▶ **TEXT EXTRACT**
— begin —

Monday, December 14, 2009

The Parenthesis Hell programming language

The Parenthesis Hell programming language is an obfuscated, Lisp-like programming language. The only values are a cons pair or nil, which can be represented by using a subset of S-expressions. Since nil can be written as (), the dotted pair notation is superfluous, and everything can be written in list notation. Thus, in Parenthesis Hell, everything must be written in list notation, so everything Parenthesis Hell consists of matched pairs of open and close parentheses. All other characters are ignored.

I will use the dotted-pair notation for clarity. In particular, it highlights certain ways Parenthesis Hell differs from Lisp. However, it must be translated to list notation to be legal Parenthesis Hell.

A Parenthesis Hell program consists of a single expression. Its argument is the program's input. The program's output is the value of the expression.

An expression is either nil, written as (), or a cons pair.

nil, or (), evaluates to the current argument.

A cons pair, (head . tail), is evaluated by looking up head in the current scope, with tail as its argument.

The initial scope defines 7 functions.








()quote(() . expr)
(())letrec((()) (definition-list) . expr)
(()())cdr((()()) . expr)
(()()())if((()()()) cond expr1 . expr2)
((()))car(((())) . expr)
((())())cons((()()) expr1 . expr2)
(((())))eval((((()))) . expr)


quote, (() . expr), evaluates to the literal expr.

— end —

▶ **DATASET ENTRIES**
— begin —

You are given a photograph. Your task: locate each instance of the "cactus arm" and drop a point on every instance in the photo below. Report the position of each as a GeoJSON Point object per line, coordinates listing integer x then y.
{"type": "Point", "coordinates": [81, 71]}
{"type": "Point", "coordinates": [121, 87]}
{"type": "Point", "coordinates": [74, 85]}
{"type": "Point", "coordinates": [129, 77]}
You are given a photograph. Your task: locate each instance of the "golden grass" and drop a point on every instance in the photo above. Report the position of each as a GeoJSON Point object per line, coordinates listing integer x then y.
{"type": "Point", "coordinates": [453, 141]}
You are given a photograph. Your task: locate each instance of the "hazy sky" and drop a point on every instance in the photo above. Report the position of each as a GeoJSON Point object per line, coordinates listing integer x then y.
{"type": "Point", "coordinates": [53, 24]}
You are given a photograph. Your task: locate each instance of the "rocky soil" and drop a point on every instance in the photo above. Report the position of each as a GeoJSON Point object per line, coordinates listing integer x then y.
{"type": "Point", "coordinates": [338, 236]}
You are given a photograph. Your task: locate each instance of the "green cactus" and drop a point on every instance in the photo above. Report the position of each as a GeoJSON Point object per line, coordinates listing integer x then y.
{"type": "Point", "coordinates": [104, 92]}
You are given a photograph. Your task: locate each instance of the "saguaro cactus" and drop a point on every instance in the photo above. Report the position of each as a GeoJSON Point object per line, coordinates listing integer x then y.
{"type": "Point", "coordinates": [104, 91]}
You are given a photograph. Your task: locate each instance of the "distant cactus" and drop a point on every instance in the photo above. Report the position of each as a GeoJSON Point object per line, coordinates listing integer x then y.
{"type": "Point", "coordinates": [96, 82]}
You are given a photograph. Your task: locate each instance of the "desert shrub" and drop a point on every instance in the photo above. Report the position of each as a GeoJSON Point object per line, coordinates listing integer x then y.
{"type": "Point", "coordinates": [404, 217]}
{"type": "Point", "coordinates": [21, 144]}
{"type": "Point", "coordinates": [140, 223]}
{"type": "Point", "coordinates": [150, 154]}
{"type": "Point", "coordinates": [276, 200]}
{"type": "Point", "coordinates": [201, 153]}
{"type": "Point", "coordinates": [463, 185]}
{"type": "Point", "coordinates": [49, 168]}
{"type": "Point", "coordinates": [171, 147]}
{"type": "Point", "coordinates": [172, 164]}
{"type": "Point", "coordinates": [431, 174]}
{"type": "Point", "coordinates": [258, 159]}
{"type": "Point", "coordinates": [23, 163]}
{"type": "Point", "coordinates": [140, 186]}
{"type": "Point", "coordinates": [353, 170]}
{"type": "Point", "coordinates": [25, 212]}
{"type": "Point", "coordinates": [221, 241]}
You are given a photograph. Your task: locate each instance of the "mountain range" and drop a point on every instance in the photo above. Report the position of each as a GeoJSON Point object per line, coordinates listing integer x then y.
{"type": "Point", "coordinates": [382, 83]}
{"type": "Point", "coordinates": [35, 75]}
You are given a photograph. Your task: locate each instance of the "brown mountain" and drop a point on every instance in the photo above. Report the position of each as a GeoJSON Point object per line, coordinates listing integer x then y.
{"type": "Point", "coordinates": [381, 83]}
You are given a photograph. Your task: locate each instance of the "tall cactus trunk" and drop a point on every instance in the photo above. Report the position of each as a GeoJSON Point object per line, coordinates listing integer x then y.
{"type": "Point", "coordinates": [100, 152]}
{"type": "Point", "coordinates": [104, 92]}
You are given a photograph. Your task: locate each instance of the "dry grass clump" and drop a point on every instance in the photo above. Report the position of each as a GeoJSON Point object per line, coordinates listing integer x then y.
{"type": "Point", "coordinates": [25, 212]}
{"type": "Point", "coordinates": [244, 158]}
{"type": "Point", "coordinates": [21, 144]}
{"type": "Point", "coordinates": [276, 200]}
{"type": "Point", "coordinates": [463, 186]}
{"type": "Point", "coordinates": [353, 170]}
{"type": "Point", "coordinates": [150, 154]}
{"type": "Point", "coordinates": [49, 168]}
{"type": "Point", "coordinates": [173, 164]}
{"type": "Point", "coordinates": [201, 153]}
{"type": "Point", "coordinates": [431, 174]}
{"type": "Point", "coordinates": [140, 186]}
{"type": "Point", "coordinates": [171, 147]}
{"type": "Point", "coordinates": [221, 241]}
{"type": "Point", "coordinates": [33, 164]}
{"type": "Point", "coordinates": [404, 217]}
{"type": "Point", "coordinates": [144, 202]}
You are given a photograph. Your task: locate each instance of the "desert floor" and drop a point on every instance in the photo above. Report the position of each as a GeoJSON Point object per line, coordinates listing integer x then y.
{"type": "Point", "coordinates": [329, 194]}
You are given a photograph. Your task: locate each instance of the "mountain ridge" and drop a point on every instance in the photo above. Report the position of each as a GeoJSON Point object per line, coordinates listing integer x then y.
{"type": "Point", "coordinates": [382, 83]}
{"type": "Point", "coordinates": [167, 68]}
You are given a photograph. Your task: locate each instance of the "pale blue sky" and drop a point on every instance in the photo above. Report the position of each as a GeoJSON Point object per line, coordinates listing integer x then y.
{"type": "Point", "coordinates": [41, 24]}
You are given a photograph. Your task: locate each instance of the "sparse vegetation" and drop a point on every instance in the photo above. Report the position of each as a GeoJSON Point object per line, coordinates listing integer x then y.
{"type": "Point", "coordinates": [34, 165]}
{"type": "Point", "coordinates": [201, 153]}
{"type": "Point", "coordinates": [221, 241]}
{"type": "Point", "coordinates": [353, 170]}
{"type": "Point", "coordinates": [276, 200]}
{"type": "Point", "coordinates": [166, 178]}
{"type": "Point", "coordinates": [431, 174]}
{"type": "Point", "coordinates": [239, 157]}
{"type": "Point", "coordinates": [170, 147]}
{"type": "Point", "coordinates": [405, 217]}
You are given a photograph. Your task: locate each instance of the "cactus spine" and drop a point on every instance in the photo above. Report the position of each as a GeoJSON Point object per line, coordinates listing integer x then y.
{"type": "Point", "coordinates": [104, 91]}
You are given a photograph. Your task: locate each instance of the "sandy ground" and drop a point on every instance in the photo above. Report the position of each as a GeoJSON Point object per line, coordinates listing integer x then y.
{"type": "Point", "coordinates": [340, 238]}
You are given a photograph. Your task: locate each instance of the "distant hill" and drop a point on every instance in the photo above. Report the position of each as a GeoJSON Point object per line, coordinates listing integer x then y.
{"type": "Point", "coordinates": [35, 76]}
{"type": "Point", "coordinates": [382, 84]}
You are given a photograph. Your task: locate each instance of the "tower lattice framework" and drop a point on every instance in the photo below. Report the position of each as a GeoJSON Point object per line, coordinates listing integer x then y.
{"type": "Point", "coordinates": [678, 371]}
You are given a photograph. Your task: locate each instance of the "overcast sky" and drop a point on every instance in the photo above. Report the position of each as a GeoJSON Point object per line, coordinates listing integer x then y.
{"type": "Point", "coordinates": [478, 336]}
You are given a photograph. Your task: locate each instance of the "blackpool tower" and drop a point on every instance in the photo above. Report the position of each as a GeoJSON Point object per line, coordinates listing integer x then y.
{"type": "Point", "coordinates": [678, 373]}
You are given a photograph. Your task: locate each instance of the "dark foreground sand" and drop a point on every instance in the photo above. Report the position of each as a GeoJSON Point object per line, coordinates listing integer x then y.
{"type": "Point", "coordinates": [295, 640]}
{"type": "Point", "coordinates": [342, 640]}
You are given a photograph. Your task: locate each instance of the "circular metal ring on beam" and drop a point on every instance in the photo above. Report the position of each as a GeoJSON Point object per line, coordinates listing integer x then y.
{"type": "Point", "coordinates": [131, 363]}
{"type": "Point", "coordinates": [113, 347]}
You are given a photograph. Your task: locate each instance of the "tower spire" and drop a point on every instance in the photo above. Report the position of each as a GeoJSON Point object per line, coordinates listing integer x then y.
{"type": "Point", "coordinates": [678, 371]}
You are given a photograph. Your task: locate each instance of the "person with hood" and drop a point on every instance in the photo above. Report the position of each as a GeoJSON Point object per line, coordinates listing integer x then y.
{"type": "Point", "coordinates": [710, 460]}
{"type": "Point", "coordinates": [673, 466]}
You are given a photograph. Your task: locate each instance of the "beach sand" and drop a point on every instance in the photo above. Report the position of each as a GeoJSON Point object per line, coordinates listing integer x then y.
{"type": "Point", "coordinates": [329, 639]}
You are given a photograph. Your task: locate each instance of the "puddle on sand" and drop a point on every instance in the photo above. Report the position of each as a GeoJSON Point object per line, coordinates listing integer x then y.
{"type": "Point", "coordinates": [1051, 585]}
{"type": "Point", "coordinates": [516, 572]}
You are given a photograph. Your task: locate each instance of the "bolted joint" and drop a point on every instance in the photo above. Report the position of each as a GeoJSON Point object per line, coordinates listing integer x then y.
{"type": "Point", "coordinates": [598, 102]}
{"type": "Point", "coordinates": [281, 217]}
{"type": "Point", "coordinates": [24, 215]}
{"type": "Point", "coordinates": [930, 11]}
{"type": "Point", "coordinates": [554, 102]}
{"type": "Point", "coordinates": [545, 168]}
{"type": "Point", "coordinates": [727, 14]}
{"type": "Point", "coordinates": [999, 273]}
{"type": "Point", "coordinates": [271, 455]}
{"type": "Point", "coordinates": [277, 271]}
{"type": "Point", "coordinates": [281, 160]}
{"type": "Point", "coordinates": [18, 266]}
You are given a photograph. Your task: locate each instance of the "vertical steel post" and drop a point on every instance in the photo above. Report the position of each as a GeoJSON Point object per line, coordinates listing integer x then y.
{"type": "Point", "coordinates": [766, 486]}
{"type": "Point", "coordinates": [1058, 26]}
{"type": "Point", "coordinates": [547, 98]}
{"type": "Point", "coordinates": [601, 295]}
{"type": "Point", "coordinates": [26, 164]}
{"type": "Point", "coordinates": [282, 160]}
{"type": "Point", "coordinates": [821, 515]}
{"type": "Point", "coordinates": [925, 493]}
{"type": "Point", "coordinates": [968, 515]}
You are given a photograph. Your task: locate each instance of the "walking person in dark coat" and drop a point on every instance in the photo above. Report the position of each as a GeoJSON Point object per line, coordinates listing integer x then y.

— end —

▶ **WRITTEN INSTRUCTION A**
In the Parenthesis Hell text, what are the only values the language has?
▶ **WRITTEN INSTRUCTION B**
Pick up the Parenthesis Hell text after its last sentence and keep writing it.

▶ **WRITTEN REPLY A**
A cons pair or nil.

▶ **WRITTEN REPLY B**
letrec, ((()) (definition-list) . expr), creates a new scope with given definitions, which may shadow definitions in the enclosing scopes, including those in the initial scope, and evalutes to the evaluation of expr in the new scope.

cdr, ((()()) . expr), evaluates to the tail of the evaluation of expr in the current scope. If expr evaluates to nil, the value is nil.

if, ((()()()) cond expr1 . expr2), evaluates to the evaluation of expr1 in the current scope if the evaluation of cond in the current scope is not nil, otherwise it evaluates to the evaluation of expr2 in the current scope. If (cond expr1 . expr2) is nil or if (expr1 . expr2) is nil, the value is nil.

car, (((())) . expr), evaluates to the head of the evaluation of expr in the current scope. If expr evaluates to nil, the value is nil.

cons, (((())()) expr1 . expr2), evaluates to the cons of the evaluation of expr1 and the evaluation of expr2 in the current scope.
If (expr1 . expr2) is nil, the value is nil.

eval, ((((()))) . expr), evaluates to the evaluation of the evaluation of expr in the current scope. Obligatory in languages where code is data.

Creating new scopes

In a new letrec scope, ((()) (definition-list) . expr), definition-list is a list of (name . body), where name is defined
within the scope, which includes the bodies in the definition-list. When name is invoked as (name . expr), the evaluation of expr in the current scope becomes the argument, referred to by (), in scope of name's body. The value of (name . expr) is value of body evaluated in the scope of name's body. nils in the definition-list are ignored.

Extensions


The initial scope can optionally define additional functions.

concat

concat, ((()(())) expr1 . expr2), takes the evaluation of expr1 and the evaluation expr2 in the current scope as output, and returns a value that would output the bits of expr1, followed by the bits of expr2. An approximate implementation in Parenthesis Hell, which does not evaluate expr1 and expr2 separately, is

((())(((())(()()())(((())))((()()())(((()))((())))(((())())(((
))((())())(((()))((())))(()()))())(()()())((()())((())))(((())
())(())(())((())())((()())((())))(()()))(()()))(()())))(()))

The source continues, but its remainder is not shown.